KURZE AUFGABE 1: Trage aus den Datensätzen jede Zeile zusammen, in der das Wort „football“ vorkommt, und übernimm sie unverändert. Dabei zählt die Groß- und Kleinschreibung.

LESETEXT:
>>>
Paya fürchtet aber, dass die Repressionswelle gegen die illegale Opposition auf Kuba auch ihn erfassen könnte. „Doch ich werde nicht aufgeben, und ich werde Kuba auch nicht verlassen“, bekräftigt der Menschenrechtler, der von Havel sogar als Kandidat für den Friedensnobelpreis vorgeschlagen wurde, bei einem Gespräch in seiner Wohnung in Havanna.

Paya ist einer der geistigen Väter des Reformprojektes „Varela“, mit dem Kuba von einer Ein-Parteien-Diktatur in eine pluralistische Demokratie verwandelt werden soll. Im Mai vorigen Jahres hatte er beim kubanischen Volkskongress 11.000 Unterschriften dafür eingereicht. Das Volksbegehren wurde zurückgewiesen und Dutzende Koordinatoren des Varela-Projektes verhaftet. Es würden dennoch weiter Unterschriften gesammelt, versichert Paya.
<<<
MATERIAL ZUR AUFGABE:
>>>
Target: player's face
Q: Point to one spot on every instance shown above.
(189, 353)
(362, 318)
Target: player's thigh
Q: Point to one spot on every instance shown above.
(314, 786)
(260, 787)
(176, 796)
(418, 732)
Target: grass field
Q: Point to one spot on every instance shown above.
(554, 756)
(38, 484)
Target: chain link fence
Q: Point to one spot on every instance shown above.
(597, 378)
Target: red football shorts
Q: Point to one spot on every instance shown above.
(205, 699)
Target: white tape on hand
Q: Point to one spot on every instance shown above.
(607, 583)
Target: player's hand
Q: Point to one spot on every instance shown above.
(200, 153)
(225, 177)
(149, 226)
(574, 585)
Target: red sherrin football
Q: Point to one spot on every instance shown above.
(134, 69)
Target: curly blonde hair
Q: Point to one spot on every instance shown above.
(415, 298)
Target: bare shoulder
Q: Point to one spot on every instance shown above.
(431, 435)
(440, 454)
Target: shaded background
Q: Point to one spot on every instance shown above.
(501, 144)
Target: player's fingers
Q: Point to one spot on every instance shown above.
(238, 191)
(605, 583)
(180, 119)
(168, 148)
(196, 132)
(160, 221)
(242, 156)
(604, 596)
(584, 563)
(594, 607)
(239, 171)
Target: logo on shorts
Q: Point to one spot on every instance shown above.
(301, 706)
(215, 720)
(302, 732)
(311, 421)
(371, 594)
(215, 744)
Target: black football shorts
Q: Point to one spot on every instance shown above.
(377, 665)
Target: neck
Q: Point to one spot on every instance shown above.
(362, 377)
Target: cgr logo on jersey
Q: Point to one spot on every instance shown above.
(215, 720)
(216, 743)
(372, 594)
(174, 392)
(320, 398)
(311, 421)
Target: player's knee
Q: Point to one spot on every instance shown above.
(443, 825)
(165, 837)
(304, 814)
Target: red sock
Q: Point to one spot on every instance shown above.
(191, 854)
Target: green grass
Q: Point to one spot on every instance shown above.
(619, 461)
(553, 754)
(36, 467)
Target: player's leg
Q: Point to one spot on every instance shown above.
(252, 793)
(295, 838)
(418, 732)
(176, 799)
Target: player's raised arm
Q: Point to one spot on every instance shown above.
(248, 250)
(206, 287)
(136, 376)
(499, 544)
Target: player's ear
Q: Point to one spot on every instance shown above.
<<<
>>>
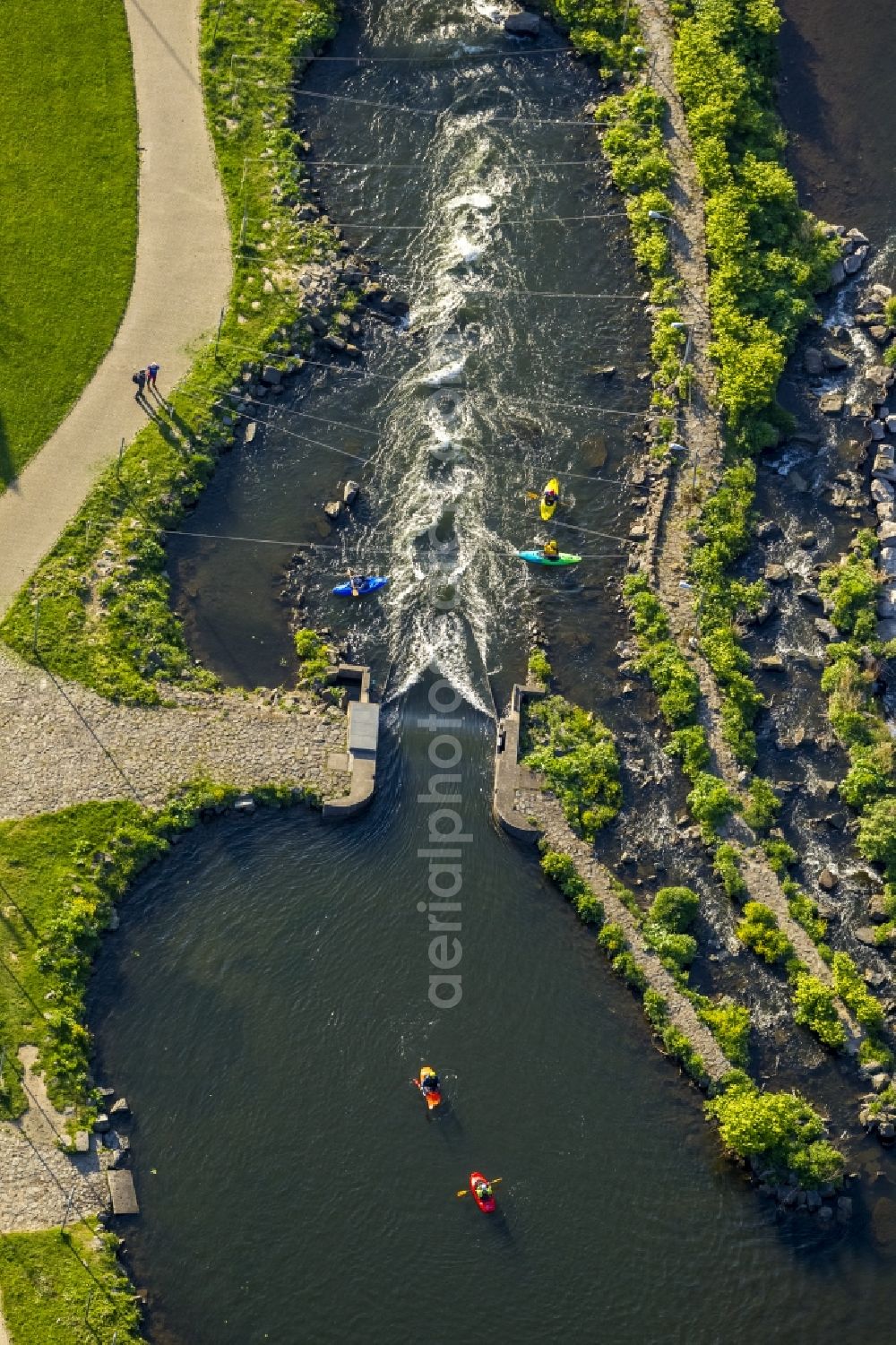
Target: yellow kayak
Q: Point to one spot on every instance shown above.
<<<
KURZE AUFGABE 2: Schreibe die Fortsetzung des Textes über Paya und das Varela-Projekt, beginnend nach dessen letztem Satz.

ERWARTETE ANTWORT 1:
Target: red football shorts
Target: red sherrin football
Target: black football shorts

ERWARTETE ANTWORT 2:
Der Sacharow-Preisträger begrüßt die Haltung der Europäischen Union, die aus Protest gegen die Unterdrückung der Regimekritiker Anfang Juni beschloss, die politischen Kontakte zu Kuba einzuschränken. Von staatlichen Protestkundgebungen, wie vorige Woche vor den Botschaften Spaniens und Italiens in Havanna, sollten sich die Europäer nicht beeindrucken lassen.

Ähnlich urteilt Elizardo Sanchez, ein weiterer prominenter Dissident, der sich noch auf freiem Fuß befindet. Ihn beunruhige, wie wenig sich das kommunistische Regime um sein Ansehen im Ausland schere und wie zielstrebig es das Land in die Isolierung führe.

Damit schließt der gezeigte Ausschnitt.